- _EXTRACT TO READ_
Western Washington serves up miles of great two-lane roads. Huge mountains, dense forests and rugged seascapes provide vivid scenery while sweepers and twisties speak to sport-touring riders in the language of speed and motion. This route of roughly 1,000 miles begins in Port Angeles on the Strait of Juan de Fuca. It runs south to the Columbia River and dips into Oregon, then east to Cascade Locks, north into the Cascades and west back to the coast. With Dale Larson aboard his Honda ST1100 and me on his Honda CBR1100XX Blackbird, this ride is all about the two-lanes.
The first morning’s highlight is Hurricane Ridge Road, which winds 17 miles through Olympic National Park and climbs to 5,242 feet. The road is smooth, continuous curves. With dry conditions our pace is brisk, aided by frequent turnouts and cooperative slowpokes. The view from the top of Hurricane Ridge is spectacular, but the best part is knowing you get to ride that 17-mile snake back down the mountain.

- _DATA ROWS_

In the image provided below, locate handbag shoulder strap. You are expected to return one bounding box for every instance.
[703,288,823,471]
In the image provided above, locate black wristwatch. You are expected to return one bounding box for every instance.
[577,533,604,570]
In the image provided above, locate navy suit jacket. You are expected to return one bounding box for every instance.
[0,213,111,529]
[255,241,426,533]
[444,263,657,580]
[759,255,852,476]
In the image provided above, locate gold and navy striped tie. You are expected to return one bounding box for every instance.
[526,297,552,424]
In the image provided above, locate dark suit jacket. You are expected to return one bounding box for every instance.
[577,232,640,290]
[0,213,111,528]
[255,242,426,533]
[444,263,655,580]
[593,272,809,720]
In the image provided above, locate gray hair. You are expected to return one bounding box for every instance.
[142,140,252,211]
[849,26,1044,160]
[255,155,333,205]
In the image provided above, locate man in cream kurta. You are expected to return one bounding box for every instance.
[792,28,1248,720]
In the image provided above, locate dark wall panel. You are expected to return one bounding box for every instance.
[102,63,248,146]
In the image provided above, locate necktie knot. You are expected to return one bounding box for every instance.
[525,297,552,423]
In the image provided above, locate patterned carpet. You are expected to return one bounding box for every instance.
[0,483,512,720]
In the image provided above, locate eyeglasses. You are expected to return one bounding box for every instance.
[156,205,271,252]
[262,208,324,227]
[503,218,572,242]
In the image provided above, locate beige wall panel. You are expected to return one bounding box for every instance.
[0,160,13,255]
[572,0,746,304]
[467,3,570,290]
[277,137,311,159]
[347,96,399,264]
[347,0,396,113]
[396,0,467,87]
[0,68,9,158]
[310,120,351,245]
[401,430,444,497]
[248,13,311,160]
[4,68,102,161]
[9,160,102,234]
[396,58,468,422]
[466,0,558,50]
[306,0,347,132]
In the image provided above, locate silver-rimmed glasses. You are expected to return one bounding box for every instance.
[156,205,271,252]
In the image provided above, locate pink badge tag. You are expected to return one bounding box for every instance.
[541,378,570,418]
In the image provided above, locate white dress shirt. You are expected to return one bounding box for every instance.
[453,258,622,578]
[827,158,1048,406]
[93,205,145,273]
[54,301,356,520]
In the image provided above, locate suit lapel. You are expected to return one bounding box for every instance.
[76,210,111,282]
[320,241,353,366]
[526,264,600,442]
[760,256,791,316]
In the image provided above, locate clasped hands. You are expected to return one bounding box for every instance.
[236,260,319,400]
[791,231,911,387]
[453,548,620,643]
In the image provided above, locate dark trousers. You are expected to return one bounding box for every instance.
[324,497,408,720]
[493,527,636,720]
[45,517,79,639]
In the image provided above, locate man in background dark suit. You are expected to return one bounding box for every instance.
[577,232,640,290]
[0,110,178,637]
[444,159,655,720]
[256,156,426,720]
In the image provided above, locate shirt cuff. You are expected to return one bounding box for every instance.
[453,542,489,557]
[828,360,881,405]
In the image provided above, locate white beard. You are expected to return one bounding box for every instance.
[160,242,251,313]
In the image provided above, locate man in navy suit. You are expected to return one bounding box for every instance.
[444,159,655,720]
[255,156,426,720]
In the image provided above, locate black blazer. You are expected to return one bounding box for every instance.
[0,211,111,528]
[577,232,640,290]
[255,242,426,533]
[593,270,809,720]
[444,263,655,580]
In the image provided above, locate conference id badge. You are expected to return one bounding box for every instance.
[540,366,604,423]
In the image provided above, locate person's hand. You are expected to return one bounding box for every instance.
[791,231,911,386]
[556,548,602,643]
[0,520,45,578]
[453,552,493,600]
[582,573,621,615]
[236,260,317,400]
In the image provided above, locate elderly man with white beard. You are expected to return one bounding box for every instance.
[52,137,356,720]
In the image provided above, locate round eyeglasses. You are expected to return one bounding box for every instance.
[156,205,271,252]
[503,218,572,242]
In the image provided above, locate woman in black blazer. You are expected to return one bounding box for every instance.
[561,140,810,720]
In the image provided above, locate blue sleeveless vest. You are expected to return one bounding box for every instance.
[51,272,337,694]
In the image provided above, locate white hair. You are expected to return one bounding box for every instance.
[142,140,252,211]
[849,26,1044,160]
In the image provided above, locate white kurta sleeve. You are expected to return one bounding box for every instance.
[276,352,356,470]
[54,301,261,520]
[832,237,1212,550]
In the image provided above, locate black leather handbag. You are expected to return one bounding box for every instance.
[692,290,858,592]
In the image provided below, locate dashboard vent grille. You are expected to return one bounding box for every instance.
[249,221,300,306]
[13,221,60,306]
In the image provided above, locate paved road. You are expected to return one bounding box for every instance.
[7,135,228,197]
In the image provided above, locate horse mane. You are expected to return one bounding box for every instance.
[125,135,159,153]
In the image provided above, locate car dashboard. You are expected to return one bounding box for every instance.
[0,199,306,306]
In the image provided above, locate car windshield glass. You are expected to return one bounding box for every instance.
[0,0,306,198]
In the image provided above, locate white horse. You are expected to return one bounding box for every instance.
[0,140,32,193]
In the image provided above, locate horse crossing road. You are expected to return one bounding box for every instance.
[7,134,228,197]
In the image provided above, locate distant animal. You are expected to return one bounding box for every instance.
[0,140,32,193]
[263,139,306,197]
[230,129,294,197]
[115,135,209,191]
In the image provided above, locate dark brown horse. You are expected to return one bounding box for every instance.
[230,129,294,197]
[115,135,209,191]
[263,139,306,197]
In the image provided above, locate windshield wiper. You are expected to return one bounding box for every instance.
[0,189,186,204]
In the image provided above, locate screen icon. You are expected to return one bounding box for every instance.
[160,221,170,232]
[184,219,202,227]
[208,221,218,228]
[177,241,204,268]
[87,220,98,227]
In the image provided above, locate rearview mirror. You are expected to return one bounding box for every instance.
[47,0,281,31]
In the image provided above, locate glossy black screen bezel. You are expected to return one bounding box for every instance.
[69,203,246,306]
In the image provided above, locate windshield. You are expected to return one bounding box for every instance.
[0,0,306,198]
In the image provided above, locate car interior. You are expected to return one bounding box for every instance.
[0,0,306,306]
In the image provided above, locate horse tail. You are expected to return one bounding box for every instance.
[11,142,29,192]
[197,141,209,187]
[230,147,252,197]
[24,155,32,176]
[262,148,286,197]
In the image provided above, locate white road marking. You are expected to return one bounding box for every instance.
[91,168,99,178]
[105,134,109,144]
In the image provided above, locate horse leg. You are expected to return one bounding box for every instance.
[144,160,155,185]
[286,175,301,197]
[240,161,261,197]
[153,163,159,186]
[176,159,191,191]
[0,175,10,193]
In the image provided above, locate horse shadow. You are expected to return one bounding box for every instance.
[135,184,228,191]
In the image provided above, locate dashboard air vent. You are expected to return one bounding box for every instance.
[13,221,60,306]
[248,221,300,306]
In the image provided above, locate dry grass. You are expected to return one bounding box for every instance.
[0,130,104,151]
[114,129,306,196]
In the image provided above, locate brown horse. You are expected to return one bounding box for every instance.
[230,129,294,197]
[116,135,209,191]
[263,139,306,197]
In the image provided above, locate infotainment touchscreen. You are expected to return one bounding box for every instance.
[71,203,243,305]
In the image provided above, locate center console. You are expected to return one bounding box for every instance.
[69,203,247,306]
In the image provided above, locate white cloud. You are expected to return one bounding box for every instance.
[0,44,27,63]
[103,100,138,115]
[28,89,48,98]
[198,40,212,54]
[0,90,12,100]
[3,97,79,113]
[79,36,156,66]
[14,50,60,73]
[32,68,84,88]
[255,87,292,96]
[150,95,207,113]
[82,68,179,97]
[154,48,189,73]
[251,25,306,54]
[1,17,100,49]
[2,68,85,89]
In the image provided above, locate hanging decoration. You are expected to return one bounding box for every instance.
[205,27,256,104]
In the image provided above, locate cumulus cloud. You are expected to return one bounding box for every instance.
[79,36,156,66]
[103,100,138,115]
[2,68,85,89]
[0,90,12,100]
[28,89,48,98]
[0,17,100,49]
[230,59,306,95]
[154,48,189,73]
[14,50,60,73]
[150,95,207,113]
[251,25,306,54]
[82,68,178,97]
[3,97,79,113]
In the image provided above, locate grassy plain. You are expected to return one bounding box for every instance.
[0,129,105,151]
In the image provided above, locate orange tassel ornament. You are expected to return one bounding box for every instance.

- _TASK STATEMENT_
From the ride text, answer:
(a) In which town does the route begin?
(b) Which motorcycle does Dale Larson ride?
(c) To what elevation does Hurricane Ridge Road climb?
The lines above are separate material, not part of the ride text.

- _RESULT FOR THIS EXERCISE_
(a) Port Angeles, on the Strait of Juan de Fuca
(b) A Honda ST1100
(c) 5,242 feet